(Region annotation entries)
▬▬▬▬▬▬▬▬▬▬
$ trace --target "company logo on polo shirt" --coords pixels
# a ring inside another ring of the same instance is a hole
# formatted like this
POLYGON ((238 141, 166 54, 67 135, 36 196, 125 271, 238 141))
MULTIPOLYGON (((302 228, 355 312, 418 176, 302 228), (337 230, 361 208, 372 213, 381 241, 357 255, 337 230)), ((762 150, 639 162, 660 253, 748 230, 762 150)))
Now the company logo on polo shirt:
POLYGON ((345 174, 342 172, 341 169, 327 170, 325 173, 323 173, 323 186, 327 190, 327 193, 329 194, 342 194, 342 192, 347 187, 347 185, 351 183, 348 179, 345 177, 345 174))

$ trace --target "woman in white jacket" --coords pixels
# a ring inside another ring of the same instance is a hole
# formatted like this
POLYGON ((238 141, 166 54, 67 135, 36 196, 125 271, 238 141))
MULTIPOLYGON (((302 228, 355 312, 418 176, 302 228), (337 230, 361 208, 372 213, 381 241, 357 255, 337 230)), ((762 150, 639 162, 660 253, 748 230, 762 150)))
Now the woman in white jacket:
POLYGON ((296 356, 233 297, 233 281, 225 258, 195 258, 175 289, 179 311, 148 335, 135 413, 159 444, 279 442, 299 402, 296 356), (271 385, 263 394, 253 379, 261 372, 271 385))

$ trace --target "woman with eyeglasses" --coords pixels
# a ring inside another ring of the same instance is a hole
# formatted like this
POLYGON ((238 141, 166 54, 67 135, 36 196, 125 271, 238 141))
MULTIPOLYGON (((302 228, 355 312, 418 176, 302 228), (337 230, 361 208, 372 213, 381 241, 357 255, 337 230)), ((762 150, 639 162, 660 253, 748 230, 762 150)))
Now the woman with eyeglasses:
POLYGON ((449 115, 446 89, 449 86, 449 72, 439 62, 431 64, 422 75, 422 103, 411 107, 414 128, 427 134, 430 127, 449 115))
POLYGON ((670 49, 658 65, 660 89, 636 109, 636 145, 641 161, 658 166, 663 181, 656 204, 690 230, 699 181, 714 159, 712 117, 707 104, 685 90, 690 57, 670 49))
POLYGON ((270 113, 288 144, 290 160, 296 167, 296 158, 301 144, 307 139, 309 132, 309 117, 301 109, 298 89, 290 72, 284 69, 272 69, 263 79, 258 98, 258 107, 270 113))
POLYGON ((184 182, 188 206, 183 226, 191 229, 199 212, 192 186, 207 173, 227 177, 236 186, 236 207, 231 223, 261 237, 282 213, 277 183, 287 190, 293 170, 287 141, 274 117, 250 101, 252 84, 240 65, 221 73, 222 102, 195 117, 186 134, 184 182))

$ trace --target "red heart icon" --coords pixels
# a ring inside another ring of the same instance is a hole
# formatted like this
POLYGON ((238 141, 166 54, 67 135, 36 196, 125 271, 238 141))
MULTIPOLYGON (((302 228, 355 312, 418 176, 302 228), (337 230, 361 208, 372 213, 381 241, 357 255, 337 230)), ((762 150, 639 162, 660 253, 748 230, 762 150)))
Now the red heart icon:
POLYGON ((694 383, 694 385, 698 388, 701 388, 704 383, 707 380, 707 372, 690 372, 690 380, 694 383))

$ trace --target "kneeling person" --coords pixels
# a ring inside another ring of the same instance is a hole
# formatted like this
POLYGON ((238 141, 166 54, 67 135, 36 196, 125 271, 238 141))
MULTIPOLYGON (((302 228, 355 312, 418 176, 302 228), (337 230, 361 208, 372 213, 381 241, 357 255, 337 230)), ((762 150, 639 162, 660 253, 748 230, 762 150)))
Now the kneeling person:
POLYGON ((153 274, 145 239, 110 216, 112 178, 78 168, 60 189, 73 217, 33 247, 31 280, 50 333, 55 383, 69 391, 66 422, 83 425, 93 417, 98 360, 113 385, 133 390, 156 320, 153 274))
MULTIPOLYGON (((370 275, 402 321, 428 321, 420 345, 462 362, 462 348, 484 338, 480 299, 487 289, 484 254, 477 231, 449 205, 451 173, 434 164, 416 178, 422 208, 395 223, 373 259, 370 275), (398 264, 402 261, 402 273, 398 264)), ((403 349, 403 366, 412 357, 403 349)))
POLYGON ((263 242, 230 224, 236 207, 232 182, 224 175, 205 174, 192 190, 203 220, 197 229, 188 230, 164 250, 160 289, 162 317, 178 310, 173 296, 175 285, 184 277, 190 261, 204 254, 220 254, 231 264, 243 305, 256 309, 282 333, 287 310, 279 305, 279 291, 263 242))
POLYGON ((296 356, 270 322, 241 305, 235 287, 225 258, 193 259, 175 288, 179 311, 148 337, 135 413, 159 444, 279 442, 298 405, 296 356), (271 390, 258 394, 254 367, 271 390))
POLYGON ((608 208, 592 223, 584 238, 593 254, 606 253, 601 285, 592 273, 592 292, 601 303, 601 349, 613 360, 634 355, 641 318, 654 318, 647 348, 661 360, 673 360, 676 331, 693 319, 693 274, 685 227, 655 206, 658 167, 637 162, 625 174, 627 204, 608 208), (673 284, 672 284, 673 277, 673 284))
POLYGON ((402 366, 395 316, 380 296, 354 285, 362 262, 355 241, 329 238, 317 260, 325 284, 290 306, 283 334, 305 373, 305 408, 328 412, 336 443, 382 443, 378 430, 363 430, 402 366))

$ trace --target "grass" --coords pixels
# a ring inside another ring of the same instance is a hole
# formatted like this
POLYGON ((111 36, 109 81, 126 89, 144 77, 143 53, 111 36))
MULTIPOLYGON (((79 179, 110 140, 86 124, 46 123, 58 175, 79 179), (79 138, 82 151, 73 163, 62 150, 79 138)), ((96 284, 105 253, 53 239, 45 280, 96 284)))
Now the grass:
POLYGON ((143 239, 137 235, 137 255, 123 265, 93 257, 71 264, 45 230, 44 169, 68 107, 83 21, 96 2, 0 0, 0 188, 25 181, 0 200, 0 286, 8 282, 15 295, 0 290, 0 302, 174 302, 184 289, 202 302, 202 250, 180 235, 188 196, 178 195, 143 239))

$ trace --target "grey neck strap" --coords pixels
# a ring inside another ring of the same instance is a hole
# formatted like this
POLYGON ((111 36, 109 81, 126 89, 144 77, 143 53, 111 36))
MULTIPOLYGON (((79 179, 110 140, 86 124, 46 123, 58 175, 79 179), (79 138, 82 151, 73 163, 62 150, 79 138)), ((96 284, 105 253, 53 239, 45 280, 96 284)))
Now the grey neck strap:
▬▬▬▬▬▬▬▬▬▬
Exercise aim ::
Rescale the entries from the start through the line that contains "POLYGON ((345 174, 342", writing out every line again with the requests included. Multiply each coordinate in the answer outlines by 0.35 and round to whole numbers, rounding halves up.

Solution below ::
$ trace --target "company logo on polo shirt" --coords pixels
# a ring inside another ring of the same instance is a hole
# formatted like this
POLYGON ((238 141, 166 54, 67 135, 36 196, 125 271, 238 141))
MULTIPOLYGON (((302 228, 355 312, 418 176, 302 228), (337 230, 361 208, 372 213, 381 241, 357 255, 337 230)), ((762 150, 639 162, 660 253, 748 230, 762 150)))
Now the company logo on polo shirt:
POLYGON ((121 61, 120 60, 119 59, 114 60, 114 61, 113 61, 113 65, 114 67, 114 68, 115 68, 120 68, 120 67, 121 65, 121 65, 123 64, 122 63, 121 62, 121 61))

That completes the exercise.